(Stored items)
============

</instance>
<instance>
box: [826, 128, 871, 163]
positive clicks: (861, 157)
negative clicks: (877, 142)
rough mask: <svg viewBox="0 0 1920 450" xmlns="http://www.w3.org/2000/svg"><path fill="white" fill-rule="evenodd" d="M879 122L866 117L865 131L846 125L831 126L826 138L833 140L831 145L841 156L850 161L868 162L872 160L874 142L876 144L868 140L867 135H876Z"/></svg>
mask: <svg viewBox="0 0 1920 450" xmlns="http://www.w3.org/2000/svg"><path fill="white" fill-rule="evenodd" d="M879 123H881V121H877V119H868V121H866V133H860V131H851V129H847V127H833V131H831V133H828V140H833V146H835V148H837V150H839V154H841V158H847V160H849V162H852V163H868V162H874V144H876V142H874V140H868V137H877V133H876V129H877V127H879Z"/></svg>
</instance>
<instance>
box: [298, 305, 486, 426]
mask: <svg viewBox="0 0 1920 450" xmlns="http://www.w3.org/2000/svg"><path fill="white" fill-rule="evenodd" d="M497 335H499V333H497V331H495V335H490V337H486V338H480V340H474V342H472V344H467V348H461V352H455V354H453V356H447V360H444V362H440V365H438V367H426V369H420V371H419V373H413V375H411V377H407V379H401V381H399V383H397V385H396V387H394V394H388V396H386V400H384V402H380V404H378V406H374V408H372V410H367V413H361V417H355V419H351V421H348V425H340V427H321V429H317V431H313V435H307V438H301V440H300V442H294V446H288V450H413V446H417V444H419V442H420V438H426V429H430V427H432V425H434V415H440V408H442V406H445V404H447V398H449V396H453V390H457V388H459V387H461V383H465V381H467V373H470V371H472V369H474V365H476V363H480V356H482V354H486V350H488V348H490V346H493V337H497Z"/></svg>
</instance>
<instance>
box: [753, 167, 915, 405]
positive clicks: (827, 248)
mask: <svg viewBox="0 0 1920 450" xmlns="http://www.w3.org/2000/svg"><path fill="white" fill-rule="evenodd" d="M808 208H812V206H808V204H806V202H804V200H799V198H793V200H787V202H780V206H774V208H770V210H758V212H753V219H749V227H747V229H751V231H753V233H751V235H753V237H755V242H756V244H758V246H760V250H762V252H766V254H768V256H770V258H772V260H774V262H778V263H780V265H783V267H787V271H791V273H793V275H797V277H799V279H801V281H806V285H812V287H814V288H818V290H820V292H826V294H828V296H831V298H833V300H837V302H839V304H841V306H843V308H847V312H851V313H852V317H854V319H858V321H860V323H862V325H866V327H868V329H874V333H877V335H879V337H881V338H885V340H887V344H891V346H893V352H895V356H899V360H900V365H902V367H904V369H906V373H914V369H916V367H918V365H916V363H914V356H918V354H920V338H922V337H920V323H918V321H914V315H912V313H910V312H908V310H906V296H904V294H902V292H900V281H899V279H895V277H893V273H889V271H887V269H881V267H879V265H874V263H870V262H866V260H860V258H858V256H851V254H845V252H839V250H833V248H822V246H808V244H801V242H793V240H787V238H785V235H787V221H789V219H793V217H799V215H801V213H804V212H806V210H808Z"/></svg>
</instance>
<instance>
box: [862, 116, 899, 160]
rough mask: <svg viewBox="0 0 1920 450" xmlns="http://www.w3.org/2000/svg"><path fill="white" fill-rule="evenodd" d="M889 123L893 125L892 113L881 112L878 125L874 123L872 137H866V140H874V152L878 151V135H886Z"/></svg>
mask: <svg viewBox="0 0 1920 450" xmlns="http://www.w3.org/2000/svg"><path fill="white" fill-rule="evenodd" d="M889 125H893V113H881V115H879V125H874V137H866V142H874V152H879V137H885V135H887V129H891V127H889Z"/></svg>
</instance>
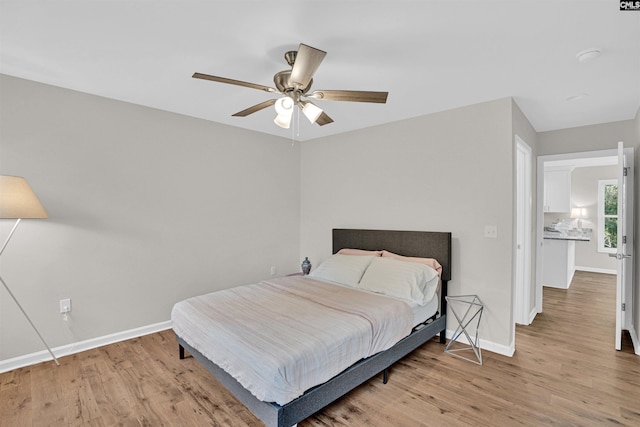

============

Work to be completed ->
Leave out the pictures and repeat the remaining data exactly.

Exercise answer ->
</instance>
<instance>
box: [826, 128, 871, 163]
positive clicks: (861, 157)
negative clicks: (877, 142)
rough mask: <svg viewBox="0 0 1920 450" xmlns="http://www.w3.org/2000/svg"><path fill="white" fill-rule="evenodd" d="M879 122L866 117L865 131L846 125L831 126L826 138L833 140L831 145L841 156L850 161L868 162L872 160L874 142L876 144L868 140L867 135H876Z"/></svg>
mask: <svg viewBox="0 0 1920 450" xmlns="http://www.w3.org/2000/svg"><path fill="white" fill-rule="evenodd" d="M879 123H881V121H877V119H868V121H866V133H860V131H851V129H847V127H833V131H831V133H828V140H833V146H835V148H837V150H839V154H841V158H847V160H849V162H852V163H868V162H874V144H876V142H874V140H868V137H877V133H876V129H877V127H879Z"/></svg>
</instance>
<instance>
box: [298, 305, 486, 426]
mask: <svg viewBox="0 0 1920 450" xmlns="http://www.w3.org/2000/svg"><path fill="white" fill-rule="evenodd" d="M497 335H499V333H497V331H495V335H490V337H486V338H480V340H474V342H472V344H467V348H461V352H455V354H453V356H447V360H444V362H440V365H438V367H426V369H420V371H419V373H413V375H411V377H407V379H401V381H399V383H397V385H396V387H394V394H388V396H386V400H384V402H380V404H378V406H374V408H372V410H367V413H361V417H355V419H351V421H348V425H340V427H321V429H317V431H313V435H307V438H301V440H300V442H294V446H288V450H413V446H417V444H419V442H420V438H426V429H430V427H432V425H434V415H440V408H442V406H445V404H447V398H449V396H453V390H457V388H459V387H461V383H465V381H467V373H470V371H472V369H474V365H476V363H480V356H482V354H486V350H488V348H490V346H493V337H497Z"/></svg>
</instance>
<instance>
box: [753, 167, 915, 405]
positive clicks: (827, 248)
mask: <svg viewBox="0 0 1920 450" xmlns="http://www.w3.org/2000/svg"><path fill="white" fill-rule="evenodd" d="M808 208H812V206H808V204H806V202H804V200H799V198H793V200H787V202H780V206H774V208H770V210H758V212H753V219H749V227H747V229H751V231H753V233H751V235H753V237H755V242H756V244H758V246H760V250H762V252H766V254H768V256H770V258H772V260H774V262H778V263H780V265H783V267H787V271H791V273H793V275H797V277H799V279H801V281H806V285H812V287H814V288H818V290H820V292H826V294H828V296H831V298H833V300H837V302H839V304H841V306H843V308H847V312H851V313H852V317H854V319H858V321H860V323H862V325H866V327H868V329H874V333H877V335H879V337H881V338H885V340H887V344H891V346H893V352H895V356H899V360H900V365H902V367H904V369H906V373H914V369H916V367H918V365H916V363H914V356H918V354H920V338H922V337H920V323H918V321H914V315H912V313H910V312H908V310H906V296H904V294H902V292H900V281H899V279H895V277H893V273H889V271H887V269H881V267H879V265H874V263H870V262H866V260H860V258H858V256H851V254H845V252H839V250H833V248H822V246H808V244H801V242H793V240H787V238H785V235H787V221H789V219H793V217H799V215H801V213H804V212H806V210H808Z"/></svg>
</instance>
<instance>
box: [862, 116, 899, 160]
rough mask: <svg viewBox="0 0 1920 450" xmlns="http://www.w3.org/2000/svg"><path fill="white" fill-rule="evenodd" d="M889 123L893 125L892 113L881 112L878 125L874 123L872 137H866V140H874V152L878 151V135H886Z"/></svg>
mask: <svg viewBox="0 0 1920 450" xmlns="http://www.w3.org/2000/svg"><path fill="white" fill-rule="evenodd" d="M889 125H893V113H881V115H879V125H874V137H866V142H874V152H879V137H885V135H887V129H891V127H889Z"/></svg>
</instance>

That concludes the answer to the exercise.